## Description of the task:
List each line of the records that contains the word "every", copying each one in full.

## Extracted data:
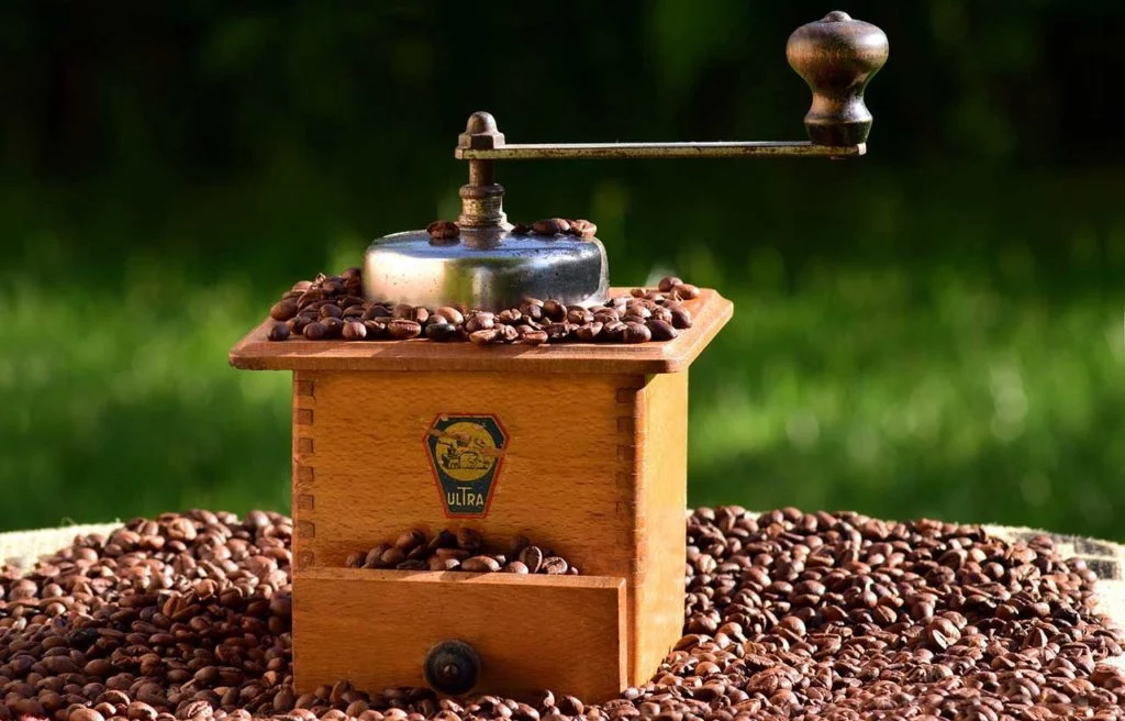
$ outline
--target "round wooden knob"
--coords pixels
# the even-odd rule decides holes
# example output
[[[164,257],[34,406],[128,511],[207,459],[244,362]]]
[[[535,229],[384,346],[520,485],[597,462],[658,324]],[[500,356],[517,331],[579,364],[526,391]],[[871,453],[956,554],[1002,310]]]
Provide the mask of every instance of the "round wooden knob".
[[[886,55],[882,30],[840,10],[793,31],[785,56],[812,90],[812,107],[804,116],[809,139],[817,145],[866,142],[872,117],[863,91]]]
[[[477,685],[480,657],[465,641],[442,641],[426,654],[425,681],[438,693],[459,696]]]

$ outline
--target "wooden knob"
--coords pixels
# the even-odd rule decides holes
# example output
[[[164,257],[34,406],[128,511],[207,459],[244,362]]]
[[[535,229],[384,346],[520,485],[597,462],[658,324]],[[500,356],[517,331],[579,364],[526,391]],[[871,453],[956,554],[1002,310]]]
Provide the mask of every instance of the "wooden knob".
[[[871,132],[863,91],[886,62],[886,35],[874,25],[835,10],[789,36],[785,56],[812,90],[804,116],[817,145],[858,145]]]
[[[477,685],[480,657],[465,641],[442,641],[426,654],[423,673],[426,683],[438,693],[459,696]]]

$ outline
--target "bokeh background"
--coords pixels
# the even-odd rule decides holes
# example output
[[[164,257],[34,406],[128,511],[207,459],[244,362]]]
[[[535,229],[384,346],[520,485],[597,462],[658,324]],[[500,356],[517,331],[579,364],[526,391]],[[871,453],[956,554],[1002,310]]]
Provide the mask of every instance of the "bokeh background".
[[[0,529],[286,508],[289,378],[226,353],[295,280],[454,217],[512,142],[801,139],[822,2],[0,6]],[[890,37],[860,161],[500,166],[615,285],[736,301],[692,503],[1125,539],[1125,3],[843,6]],[[580,429],[579,429],[580,431]]]

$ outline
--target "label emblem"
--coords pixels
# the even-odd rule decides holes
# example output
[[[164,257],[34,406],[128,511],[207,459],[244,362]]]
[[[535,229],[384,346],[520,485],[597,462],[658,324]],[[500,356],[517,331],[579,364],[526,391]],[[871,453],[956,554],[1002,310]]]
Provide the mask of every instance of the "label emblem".
[[[507,433],[494,415],[439,415],[425,435],[430,468],[450,519],[488,515],[507,447]]]

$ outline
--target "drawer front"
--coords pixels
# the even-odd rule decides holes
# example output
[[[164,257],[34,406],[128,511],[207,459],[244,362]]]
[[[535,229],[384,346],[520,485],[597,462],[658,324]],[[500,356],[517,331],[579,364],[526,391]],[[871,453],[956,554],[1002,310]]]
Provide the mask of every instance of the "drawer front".
[[[474,647],[472,693],[604,701],[627,686],[624,579],[320,568],[294,579],[297,690],[351,681],[377,693],[428,686],[447,640]]]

## Task solution:
Provide the mask of every instance of the "round wooden knob".
Provide the mask of every instance of the "wooden knob".
Provide the mask of every instance of the "bokeh background".
Provide the mask of every instance of the "label emblem".
Provide the mask of every instance of the "drawer front".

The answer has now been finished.